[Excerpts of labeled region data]
• • •

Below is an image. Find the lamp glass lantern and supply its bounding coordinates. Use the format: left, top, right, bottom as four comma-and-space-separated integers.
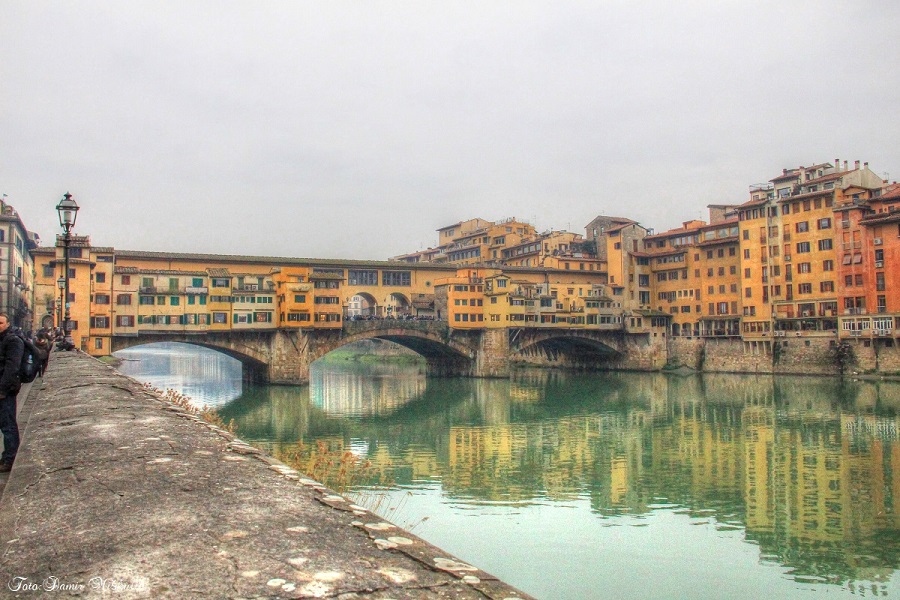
56, 192, 79, 233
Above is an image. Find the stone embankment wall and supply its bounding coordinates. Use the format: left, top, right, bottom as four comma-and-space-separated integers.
0, 352, 530, 600
668, 336, 900, 375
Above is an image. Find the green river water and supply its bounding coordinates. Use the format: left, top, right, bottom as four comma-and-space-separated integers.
117, 344, 900, 600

• • •

Rewrite every entry with "bounding coordinates" replaced by "box coordinates" and nothing else changed. Omit the pictures from your output.

REPLY:
Below is an image. Find the lamp glass lantern and supply its box coordinates. Use the format: left, top, right, bottom as four comma-and-space-separated integers.
56, 192, 79, 233
Above is an image. Find the stone embankment wall and supply its box coordinates. Use the format: left, top, right, bottom as four comma-and-space-separated integers.
0, 352, 530, 600
668, 336, 900, 375
Above is an image. Find the green river water and supply its box coordinates. Use the format: left, top, right, bottom as four comma-and-space-separated integers.
117, 344, 900, 600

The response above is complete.